Repeat every record below exactly, leaving out the pictures.

:::::

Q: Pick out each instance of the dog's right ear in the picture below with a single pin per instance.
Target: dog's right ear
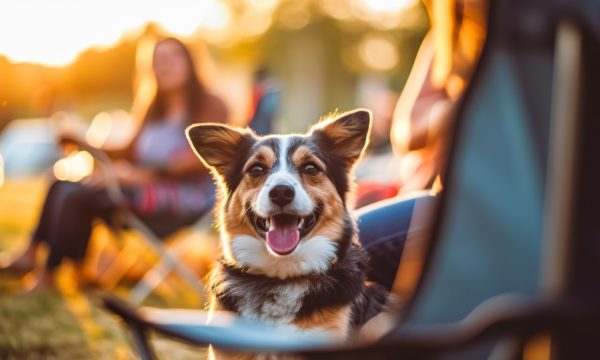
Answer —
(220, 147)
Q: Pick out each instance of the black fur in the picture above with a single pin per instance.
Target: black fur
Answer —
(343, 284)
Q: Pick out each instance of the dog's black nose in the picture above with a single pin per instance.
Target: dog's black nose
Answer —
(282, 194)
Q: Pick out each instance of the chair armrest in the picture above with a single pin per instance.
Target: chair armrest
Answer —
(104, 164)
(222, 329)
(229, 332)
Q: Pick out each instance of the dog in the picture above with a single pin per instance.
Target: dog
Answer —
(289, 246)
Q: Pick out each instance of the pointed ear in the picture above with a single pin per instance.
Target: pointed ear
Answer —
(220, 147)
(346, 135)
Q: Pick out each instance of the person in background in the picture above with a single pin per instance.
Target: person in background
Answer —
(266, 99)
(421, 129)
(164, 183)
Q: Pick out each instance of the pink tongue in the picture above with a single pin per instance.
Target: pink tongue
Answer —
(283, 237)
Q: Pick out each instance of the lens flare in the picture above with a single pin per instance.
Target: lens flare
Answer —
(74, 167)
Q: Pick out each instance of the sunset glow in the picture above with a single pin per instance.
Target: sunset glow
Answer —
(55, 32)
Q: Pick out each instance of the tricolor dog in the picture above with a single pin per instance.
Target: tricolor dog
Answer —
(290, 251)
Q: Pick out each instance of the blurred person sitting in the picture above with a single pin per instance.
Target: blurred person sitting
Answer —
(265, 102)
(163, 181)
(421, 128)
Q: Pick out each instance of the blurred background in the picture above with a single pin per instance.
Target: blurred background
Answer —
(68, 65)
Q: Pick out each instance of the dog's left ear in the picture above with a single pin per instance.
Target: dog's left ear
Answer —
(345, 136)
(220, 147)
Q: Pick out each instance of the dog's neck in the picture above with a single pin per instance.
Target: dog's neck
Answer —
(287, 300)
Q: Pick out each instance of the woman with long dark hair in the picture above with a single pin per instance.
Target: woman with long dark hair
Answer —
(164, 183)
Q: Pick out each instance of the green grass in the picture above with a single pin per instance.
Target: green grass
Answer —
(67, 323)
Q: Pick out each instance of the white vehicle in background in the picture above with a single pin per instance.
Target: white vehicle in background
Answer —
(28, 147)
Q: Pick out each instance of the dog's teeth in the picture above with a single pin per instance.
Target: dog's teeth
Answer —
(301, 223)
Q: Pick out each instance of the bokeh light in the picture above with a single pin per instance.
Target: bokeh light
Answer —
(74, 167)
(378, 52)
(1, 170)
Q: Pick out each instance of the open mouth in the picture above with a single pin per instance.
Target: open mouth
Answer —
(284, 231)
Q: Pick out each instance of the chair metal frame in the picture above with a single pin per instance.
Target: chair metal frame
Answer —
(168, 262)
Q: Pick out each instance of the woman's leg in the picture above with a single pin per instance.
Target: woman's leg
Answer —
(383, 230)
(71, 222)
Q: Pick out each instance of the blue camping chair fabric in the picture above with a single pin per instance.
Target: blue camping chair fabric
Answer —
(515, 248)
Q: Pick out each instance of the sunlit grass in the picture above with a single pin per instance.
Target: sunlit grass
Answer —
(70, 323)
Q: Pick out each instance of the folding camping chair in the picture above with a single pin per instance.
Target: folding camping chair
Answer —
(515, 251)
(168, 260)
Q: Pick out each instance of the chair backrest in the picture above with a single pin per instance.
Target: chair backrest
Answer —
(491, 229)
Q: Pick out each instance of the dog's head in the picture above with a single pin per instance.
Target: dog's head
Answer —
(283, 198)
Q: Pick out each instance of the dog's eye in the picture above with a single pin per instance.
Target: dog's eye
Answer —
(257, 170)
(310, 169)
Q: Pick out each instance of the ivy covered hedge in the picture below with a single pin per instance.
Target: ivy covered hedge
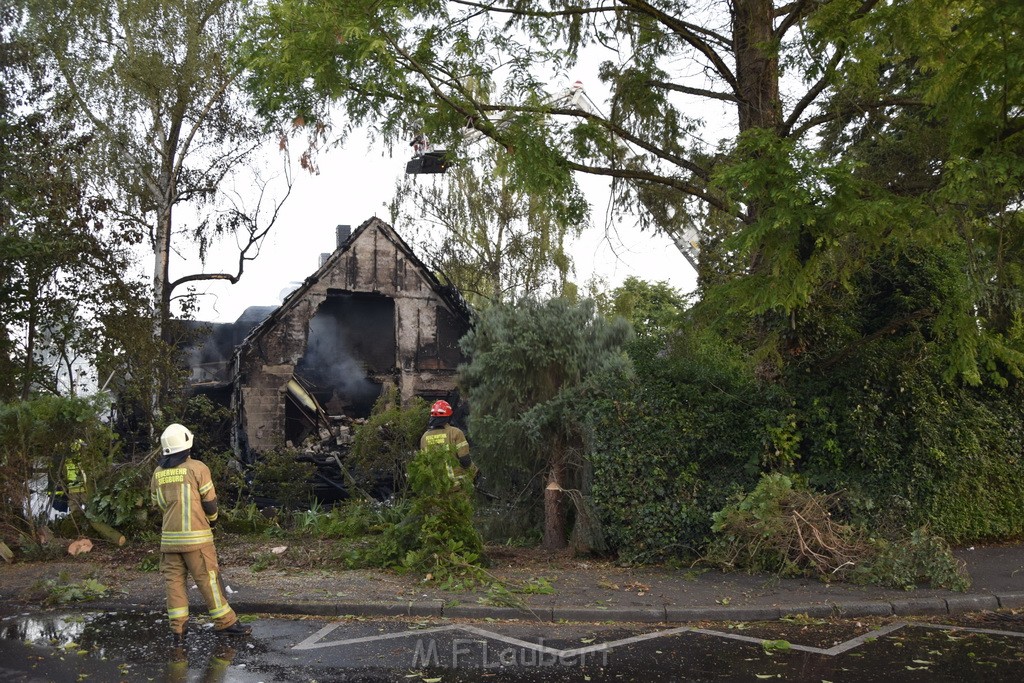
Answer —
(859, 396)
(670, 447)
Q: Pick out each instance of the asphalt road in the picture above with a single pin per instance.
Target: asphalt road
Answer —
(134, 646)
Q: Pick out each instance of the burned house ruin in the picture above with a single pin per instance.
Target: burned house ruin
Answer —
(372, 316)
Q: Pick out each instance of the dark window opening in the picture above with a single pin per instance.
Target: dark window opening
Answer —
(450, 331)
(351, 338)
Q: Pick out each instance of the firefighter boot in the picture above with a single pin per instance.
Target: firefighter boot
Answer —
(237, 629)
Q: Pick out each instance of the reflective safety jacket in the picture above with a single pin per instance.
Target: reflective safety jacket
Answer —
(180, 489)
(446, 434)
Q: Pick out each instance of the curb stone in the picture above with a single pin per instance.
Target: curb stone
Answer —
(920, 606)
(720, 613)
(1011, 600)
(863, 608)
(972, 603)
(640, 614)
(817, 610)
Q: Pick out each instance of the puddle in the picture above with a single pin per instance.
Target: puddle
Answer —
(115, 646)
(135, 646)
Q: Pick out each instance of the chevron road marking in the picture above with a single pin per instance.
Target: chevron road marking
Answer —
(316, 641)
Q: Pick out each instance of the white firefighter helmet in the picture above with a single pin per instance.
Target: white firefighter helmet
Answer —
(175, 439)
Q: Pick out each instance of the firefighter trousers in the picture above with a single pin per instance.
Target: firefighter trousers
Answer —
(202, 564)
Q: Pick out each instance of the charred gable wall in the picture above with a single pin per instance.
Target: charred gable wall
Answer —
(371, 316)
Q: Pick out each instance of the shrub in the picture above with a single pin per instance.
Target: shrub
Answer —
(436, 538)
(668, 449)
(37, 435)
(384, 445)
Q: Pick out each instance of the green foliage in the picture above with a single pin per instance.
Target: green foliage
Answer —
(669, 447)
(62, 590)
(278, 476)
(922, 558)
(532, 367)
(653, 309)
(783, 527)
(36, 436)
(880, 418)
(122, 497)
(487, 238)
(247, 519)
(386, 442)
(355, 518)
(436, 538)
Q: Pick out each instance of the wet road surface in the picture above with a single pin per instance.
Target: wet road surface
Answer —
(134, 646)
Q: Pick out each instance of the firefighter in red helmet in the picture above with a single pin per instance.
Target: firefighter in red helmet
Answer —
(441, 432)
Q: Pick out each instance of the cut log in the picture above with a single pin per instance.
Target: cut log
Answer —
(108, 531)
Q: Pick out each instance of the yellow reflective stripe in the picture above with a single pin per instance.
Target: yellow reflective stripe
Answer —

:::::

▸ Written reply:
Q: Pick out each instance of the dog's right ear in the picture below with a single pin per instance.
Target: dog's right ear
Answer —
(220, 147)
Q: Pick out each instance of the black fur in the picture above with a single pin per instance.
Target: black fur
Answer —
(343, 284)
Q: Pick out each instance of the dog's black nose in the picture above with a single pin per instance.
Target: dog's black nose
Answer —
(282, 194)
Q: Pick out each instance of the chair armrest in the picture above with a single pin per instance.
Target: chair armrest
Answer —
(104, 164)
(222, 329)
(229, 332)
Q: Pick out each instance of the dog in the picture above with a single pin per instance.
Target: dog
Answer —
(289, 246)
Q: Pick out each instance of the pointed ear in the picture above with a single pin per instance.
Target: pointed ear
Answer —
(220, 147)
(346, 135)
Q: Pick out each instance of the person in background in the picture above with a single pin per instance.
Target: person in background
Answer —
(266, 99)
(421, 129)
(164, 183)
Q: Pick out each instance of the pink tongue in the picture above with a single pin per instance.
Target: pink tongue
Answer —
(283, 237)
Q: Pick out each instance of the lens flare in the picture above with a single pin per instance.
Target: lens flare
Answer —
(74, 167)
Q: Pick out each instance of the sunset glow in the picture above with a single pin per instance.
Target: sunset glow
Answer —
(55, 32)
Q: Pick out each instance of the tricolor dog in the picture above with a single pin per instance.
Target: tricolor dog
Answer —
(290, 251)
Q: Pick out each instance of the blurred person sitting in the picture above with a single pin per instance.
Target: blurred person sitting
Answer —
(265, 102)
(163, 181)
(421, 128)
Q: Pick out each instance of the blurred background in the picture above with a single pin per instance.
Target: blurred background
Answer —
(68, 65)
Q: Pick out each instance of the dog's left ear in the picture above with a single pin per instance.
Target: dog's left ear
Answer —
(345, 136)
(220, 147)
Q: Pick out each instance of the dog's neck in the picture above with a single pin per instance.
Target: dog's neck
Answer —
(287, 300)
Q: Pick out each instance of the woman with long dark hair in the picture above with a single pin per instance.
Target: woman with long dark hair
Answer —
(164, 183)
Q: Pick out each instance of the green grass in the picture above with a single pin per instance.
Target: green grass
Answer —
(67, 323)
Q: Pick out each instance of the white vehicle in background in the picture above with a single pin per instance.
Target: white vehicle in background
Answer —
(28, 147)
Q: Pick out each instance of the dog's teeth in the picture above with a single pin per instance.
Target: dog's teeth
Answer —
(301, 223)
Q: Pick out each instance of the bokeh light in the picture above with a single pin per instance.
Target: bokeh light
Answer —
(74, 167)
(378, 52)
(1, 170)
Q: Pick out each instance of the open mouth in the picture above with a single pin per instance.
Target: open mouth
Answer —
(284, 231)
Q: Pick out each instance of the chair metal frame in the picture above with a single pin per instance.
Target: chair metal frame
Answer —
(168, 262)
Q: Pick out each instance of the woman's leg in the picture above with a single pin per instance.
Target: woman's leg
Answer —
(383, 230)
(71, 222)
Q: Pick out each instance of the blue camping chair fabric in the picture above with a single pin per instance.
Target: blue camping chair fabric
Answer —
(515, 248)
Q: Pick out each instance of the sunlit grass in the picture above with a single pin per instance.
Target: sunlit grass
Answer —
(70, 323)
Q: Pick out each instance of the folding camping chair in the picture above with a single pin per instance.
Target: folding camping chair
Answer —
(515, 251)
(168, 260)
Q: Pick out each instance of the chair backrest in the picture above with a single pin per instance.
Target: chair backrest
Answer —
(491, 229)
Q: Pick out each instance of the dog's head in the picture above with a single pin per instance.
Target: dog's head
Answer —
(283, 198)
Q: Pick out each instance of the dog's eye in the picture above with a single pin per instance.
Target: dog's eye
Answer —
(257, 170)
(310, 169)
Q: Pick out each instance of the ivy covered hedge in the picture below with a single pin per instance.
Target: ivy covered hedge
Answer —
(859, 396)
(670, 447)
Q: Pick out each instance of the asphalt road in the picture above with a single pin per instance.
Target: asphalt road
Answer —
(134, 646)
Q: Pick out each instance of the burned house ruin in the picture above with a single pin per instance.
Target: burned house ruin
Answer —
(372, 316)
Q: Pick out each instance of the dark window opening in the picture above with a single pin per instance.
Target: dark window opening
Answer —
(450, 331)
(351, 338)
Q: Pick out each instance of the firefighter boot in the picture above with a single pin per instance.
Target: firefighter boot
Answer —
(237, 629)
Q: Pick out each instance of the reflective safety jacket in the picture above with a single pin per instance.
Target: reflective safety jacket
Answer —
(180, 489)
(446, 434)
Q: Pick out each instance of the curb stone in the picture above with a single pin per instance.
Target: curb stone
Answer —
(920, 606)
(720, 613)
(1011, 600)
(863, 608)
(972, 603)
(640, 614)
(817, 610)
Q: Pick out each instance of the puddle in the picture above with a single pin per instance.
Target: puddle
Answer —
(115, 646)
(135, 646)
Q: Pick out each instance of the chevron road marking in the picture above with a single pin per instance.
Target: chevron road marking
Answer —
(316, 641)
Q: Pick out each instance of the white firefighter helmet in the picture above with a single pin per instance.
Target: white firefighter helmet
Answer —
(175, 439)
Q: Pick out each instance of the firefighter trousers in the picture above with a single pin per instance.
Target: firefighter trousers
Answer —
(202, 564)
Q: Pick out each instance of the charred gable wall in the picture above with a single pin per instance.
Target: charred gable wall
Answer —
(371, 316)
Q: Pick out each instance of the shrub in the picture above with a single pin per instance.
Target: shrub
Answer —
(436, 538)
(668, 449)
(37, 435)
(384, 445)
Q: Pick out each instance of the green foliage in the picture above with a single pin per instance.
Target: green foliage
Answer —
(669, 447)
(62, 590)
(278, 476)
(922, 558)
(532, 367)
(653, 309)
(783, 527)
(36, 436)
(880, 418)
(122, 497)
(487, 238)
(247, 519)
(386, 442)
(355, 518)
(436, 538)
Q: Pick out each instance of the wet road surface in the picture above with a single pin per instance.
Target: wet road surface
Answer —
(134, 646)
Q: Pick out each instance of the firefighter in red helmet in the picture above with a single pin per instance.
Target: firefighter in red helmet
Answer —
(441, 432)
Q: Pick out each instance of the cut log in the picture above with a single pin per instance.
Target: cut log
Answer —
(108, 531)
Q: Pick out each instance of the yellow reflective stripe in the picture above with a single pin per instance.
Target: yellow reflective stripe
Answer —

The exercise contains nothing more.